Dataset:
# # # # #

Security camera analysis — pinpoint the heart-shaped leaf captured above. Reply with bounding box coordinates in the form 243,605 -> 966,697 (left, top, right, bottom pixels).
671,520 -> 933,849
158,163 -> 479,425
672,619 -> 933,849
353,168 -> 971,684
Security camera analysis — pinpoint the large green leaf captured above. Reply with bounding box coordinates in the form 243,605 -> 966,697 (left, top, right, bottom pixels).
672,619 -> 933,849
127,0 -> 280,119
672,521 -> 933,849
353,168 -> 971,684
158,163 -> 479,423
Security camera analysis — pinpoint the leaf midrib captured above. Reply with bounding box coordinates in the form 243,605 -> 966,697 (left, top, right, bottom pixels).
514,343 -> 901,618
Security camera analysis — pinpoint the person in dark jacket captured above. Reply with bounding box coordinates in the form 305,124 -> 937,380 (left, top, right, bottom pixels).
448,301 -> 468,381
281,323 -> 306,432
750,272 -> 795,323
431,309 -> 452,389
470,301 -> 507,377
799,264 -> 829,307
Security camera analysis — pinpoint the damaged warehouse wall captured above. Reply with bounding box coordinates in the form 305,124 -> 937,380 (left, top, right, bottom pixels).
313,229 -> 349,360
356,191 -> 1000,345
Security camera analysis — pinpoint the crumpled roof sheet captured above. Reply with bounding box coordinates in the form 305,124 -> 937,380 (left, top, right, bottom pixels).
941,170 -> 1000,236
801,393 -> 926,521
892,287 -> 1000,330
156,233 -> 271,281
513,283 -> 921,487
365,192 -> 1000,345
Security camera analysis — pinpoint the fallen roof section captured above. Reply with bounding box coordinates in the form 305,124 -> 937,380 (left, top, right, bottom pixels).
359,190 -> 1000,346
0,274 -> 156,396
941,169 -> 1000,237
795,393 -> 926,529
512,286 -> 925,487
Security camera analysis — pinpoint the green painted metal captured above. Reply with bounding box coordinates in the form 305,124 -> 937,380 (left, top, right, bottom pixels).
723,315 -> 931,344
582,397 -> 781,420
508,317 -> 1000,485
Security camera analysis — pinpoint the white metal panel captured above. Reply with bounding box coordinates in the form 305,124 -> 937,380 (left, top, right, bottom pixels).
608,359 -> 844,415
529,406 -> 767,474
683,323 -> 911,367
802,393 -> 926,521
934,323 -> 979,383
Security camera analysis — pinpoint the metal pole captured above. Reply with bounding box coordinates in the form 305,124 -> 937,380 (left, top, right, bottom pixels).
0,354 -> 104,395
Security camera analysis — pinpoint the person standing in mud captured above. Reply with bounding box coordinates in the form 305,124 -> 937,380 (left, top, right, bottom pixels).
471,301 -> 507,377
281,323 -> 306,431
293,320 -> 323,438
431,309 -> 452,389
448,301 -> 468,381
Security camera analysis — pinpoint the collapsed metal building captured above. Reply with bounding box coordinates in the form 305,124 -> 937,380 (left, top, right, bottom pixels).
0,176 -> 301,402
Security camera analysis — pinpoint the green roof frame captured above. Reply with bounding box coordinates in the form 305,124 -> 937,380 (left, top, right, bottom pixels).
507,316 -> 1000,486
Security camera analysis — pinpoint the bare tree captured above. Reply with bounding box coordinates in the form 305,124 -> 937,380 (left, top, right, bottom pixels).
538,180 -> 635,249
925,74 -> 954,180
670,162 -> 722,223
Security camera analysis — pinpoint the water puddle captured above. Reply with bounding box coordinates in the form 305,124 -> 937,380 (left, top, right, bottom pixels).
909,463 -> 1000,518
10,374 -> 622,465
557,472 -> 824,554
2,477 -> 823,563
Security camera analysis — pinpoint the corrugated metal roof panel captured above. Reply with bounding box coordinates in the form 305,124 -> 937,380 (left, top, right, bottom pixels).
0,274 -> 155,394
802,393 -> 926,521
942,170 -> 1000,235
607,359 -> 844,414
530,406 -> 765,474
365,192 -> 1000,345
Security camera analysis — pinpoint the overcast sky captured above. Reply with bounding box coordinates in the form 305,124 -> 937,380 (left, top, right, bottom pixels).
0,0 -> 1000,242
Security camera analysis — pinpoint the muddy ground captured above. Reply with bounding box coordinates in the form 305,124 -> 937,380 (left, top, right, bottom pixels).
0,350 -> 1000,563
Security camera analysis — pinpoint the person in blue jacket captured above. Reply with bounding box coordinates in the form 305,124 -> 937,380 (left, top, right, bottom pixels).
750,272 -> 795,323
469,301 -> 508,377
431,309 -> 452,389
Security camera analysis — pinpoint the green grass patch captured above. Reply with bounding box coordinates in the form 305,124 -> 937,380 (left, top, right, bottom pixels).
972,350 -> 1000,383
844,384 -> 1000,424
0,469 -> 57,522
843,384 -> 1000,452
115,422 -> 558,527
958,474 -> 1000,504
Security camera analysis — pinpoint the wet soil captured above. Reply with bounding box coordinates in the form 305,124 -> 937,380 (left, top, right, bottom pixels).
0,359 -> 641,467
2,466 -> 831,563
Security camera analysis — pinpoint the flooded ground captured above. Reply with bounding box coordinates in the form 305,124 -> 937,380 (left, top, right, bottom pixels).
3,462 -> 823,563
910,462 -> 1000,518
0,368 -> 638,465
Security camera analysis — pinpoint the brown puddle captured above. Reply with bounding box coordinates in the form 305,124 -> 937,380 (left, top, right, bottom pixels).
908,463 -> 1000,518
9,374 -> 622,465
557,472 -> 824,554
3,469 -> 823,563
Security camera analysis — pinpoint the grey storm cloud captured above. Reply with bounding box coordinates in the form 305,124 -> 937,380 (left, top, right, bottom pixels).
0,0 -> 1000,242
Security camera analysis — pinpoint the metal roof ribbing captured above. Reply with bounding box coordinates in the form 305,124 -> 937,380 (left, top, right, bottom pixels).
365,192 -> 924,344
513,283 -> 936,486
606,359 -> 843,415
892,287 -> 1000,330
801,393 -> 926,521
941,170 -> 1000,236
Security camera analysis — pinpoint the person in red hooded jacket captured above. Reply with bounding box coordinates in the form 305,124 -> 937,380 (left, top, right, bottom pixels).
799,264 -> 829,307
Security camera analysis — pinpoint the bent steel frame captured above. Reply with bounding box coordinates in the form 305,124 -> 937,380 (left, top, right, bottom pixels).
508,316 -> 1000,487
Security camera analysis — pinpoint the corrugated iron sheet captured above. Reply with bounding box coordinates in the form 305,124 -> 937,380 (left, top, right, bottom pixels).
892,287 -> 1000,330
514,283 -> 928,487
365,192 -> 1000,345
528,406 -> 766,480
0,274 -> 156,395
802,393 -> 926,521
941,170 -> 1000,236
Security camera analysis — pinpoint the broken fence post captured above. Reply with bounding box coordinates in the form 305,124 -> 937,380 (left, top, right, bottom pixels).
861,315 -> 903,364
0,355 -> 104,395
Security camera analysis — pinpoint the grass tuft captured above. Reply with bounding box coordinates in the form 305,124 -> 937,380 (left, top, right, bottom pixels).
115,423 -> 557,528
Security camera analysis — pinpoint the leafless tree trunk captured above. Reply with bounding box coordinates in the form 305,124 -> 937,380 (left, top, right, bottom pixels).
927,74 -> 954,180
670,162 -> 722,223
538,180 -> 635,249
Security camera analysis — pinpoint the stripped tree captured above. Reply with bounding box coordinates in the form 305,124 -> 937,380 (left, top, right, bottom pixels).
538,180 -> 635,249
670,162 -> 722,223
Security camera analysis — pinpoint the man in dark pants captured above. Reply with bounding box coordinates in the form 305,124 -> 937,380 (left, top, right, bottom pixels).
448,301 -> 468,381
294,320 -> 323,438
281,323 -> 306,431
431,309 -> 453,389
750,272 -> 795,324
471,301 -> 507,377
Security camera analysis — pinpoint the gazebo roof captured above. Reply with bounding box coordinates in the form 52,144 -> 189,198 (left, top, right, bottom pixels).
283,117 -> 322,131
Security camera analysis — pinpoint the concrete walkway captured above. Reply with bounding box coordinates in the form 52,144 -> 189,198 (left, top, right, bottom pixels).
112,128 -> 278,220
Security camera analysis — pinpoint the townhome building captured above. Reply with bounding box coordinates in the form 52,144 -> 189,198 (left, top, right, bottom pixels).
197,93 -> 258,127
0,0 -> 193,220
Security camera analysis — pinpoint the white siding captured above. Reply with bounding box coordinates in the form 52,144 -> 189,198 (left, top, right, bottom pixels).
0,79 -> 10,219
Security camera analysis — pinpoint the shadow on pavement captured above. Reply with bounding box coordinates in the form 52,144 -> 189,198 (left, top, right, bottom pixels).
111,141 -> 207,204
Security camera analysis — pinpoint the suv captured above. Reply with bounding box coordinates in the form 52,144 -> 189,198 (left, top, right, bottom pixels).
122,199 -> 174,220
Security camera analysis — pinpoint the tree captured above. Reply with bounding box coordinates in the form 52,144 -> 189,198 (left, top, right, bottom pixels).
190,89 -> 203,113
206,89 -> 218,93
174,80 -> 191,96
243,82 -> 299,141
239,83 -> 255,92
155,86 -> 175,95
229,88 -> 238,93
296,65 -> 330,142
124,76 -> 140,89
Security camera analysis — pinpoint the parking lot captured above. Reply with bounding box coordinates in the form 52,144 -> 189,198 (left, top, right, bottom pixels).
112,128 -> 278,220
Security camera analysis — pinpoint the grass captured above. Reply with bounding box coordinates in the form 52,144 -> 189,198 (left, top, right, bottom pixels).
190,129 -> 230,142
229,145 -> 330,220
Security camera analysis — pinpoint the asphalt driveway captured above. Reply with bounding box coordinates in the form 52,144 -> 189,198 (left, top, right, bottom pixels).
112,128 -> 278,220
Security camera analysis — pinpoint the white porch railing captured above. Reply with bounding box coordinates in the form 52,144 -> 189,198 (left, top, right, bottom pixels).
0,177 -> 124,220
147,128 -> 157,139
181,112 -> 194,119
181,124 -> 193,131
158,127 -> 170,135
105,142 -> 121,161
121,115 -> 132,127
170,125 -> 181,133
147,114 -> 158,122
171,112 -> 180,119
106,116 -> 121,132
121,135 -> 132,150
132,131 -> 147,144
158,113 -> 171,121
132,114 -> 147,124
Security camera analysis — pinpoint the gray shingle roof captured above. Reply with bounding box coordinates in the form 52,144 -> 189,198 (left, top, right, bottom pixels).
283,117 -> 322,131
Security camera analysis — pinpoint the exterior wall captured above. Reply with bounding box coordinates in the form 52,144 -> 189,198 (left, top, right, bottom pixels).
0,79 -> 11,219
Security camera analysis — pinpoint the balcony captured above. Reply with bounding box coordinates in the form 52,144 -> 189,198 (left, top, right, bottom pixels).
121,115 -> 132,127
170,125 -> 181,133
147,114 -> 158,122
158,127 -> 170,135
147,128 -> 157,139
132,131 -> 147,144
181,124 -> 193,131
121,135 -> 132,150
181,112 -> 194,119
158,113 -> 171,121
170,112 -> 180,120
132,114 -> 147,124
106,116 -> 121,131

# # # # #

Goal of the exercise: Arrange the lines from the line with "Security camera analysis — pinpoint the metal pole" up to and including the line with "0,176 -> 301,402" as a numbered list, leaving out any blank lines.

Written response:
1. Security camera analysis — pinpoint the metal pole captured above. Reply with bounding box coordinates in the form 305,124 -> 937,380 (left, top, right, bottom pixels).
2. 0,354 -> 104,395
3. Security camera analysis — pinpoint the person standing in mud captured above. Reply with bounding box coordinates in the form 305,124 -> 937,380 (left, top, right, bottom pixels).
4. 471,301 -> 507,377
5. 281,323 -> 306,431
6. 293,320 -> 323,438
7. 431,309 -> 452,389
8. 448,301 -> 468,381
9. Security camera analysis — pinpoint the collapsed metal building captured above. Reply with bounding box coordinates in the form 305,124 -> 937,380 (left, top, right, bottom pixels).
10. 0,176 -> 301,402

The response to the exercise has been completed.